_Exercise instructions_. Extract, from the records beneath this instruction, each line that contains the word "potted".

(Natural-language object grounding data)
◆ ◆ ◆

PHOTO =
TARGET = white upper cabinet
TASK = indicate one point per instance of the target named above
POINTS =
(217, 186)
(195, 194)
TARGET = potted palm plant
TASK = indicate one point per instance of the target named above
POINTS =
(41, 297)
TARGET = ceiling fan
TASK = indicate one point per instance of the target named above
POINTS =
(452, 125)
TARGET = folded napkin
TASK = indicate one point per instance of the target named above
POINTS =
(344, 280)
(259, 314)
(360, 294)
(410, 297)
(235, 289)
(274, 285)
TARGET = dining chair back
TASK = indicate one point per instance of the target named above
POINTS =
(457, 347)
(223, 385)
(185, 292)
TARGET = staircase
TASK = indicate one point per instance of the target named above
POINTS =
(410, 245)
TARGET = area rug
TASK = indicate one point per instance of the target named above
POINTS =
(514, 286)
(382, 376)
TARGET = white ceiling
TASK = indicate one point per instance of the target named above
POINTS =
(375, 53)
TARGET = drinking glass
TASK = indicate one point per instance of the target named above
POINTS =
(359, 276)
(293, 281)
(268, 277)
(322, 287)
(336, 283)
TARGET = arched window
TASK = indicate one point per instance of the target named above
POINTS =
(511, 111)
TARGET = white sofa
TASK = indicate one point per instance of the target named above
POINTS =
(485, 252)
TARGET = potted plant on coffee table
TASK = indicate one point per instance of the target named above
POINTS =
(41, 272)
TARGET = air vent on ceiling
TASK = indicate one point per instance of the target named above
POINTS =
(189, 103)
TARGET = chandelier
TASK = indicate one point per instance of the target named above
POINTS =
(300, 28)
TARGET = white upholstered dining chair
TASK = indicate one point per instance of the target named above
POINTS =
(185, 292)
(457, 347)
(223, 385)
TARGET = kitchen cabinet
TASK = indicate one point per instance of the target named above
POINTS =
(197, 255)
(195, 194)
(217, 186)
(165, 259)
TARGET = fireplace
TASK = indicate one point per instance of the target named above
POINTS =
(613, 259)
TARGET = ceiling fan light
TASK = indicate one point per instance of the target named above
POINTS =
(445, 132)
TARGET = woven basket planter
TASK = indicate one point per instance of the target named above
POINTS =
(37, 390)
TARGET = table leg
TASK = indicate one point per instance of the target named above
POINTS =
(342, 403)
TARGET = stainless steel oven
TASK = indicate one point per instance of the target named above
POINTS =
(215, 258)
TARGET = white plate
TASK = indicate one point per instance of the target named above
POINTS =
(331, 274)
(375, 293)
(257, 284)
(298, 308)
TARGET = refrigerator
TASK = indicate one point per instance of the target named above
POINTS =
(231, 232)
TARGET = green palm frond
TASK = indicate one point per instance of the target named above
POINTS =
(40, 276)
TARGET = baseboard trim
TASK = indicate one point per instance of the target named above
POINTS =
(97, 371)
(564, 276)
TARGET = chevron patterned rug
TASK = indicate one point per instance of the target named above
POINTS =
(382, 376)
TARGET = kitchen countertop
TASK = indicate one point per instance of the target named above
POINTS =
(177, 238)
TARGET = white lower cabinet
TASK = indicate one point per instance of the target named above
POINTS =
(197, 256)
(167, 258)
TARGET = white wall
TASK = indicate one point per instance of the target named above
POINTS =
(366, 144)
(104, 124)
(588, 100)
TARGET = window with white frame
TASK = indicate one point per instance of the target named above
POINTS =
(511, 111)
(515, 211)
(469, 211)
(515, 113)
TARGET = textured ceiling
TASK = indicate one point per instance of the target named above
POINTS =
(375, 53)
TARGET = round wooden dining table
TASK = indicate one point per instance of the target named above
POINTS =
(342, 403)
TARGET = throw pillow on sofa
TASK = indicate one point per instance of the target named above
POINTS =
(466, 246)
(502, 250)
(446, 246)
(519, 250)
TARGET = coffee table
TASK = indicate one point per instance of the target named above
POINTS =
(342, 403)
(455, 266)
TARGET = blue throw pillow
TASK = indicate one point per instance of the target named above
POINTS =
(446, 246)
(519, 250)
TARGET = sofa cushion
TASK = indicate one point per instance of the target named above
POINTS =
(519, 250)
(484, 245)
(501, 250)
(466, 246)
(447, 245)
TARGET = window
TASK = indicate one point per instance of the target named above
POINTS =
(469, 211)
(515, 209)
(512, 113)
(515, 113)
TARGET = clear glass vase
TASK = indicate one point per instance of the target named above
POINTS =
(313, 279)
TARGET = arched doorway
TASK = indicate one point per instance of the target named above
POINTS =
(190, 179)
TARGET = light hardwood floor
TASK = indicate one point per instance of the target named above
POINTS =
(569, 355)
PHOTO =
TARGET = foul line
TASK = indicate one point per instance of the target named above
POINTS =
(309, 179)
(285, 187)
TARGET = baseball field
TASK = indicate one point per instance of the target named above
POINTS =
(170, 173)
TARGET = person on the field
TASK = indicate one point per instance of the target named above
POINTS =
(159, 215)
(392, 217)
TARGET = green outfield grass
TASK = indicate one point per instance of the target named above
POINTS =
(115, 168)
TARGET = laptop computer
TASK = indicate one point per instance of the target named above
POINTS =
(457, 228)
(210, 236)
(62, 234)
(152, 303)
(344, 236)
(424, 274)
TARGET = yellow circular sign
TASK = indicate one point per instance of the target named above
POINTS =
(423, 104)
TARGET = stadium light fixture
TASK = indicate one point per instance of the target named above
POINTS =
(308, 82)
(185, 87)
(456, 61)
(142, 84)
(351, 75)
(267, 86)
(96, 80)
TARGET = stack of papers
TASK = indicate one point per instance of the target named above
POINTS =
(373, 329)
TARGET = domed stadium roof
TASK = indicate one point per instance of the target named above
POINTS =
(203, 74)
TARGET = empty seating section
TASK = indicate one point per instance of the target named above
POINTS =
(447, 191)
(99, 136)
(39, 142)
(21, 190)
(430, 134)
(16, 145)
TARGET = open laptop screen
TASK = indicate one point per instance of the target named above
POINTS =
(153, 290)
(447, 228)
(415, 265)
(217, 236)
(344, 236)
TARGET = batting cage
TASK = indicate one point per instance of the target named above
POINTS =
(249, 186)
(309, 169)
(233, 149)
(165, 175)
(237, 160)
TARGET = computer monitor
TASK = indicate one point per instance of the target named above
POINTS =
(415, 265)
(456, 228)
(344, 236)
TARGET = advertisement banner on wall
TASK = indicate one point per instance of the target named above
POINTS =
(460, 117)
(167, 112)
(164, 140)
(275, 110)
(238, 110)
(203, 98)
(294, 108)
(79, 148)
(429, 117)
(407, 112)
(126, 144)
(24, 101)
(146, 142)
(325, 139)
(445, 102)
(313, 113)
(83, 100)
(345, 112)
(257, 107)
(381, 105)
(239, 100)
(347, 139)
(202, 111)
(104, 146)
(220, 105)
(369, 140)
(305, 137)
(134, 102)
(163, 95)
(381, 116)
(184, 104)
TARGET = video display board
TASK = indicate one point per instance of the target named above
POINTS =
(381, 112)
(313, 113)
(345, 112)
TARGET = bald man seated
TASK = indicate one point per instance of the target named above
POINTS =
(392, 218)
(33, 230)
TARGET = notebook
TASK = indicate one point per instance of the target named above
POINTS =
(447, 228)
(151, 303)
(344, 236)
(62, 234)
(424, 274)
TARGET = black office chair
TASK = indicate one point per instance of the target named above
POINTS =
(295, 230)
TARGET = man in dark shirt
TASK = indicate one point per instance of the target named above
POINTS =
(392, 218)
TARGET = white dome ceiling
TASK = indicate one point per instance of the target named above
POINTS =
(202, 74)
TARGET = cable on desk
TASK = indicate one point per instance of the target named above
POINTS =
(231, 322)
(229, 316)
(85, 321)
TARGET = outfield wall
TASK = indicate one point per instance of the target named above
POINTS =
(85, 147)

◆ ◆ ◆

_Solved problem_.
TARGET = potted palm plant
TARGET = potted plant on coffee table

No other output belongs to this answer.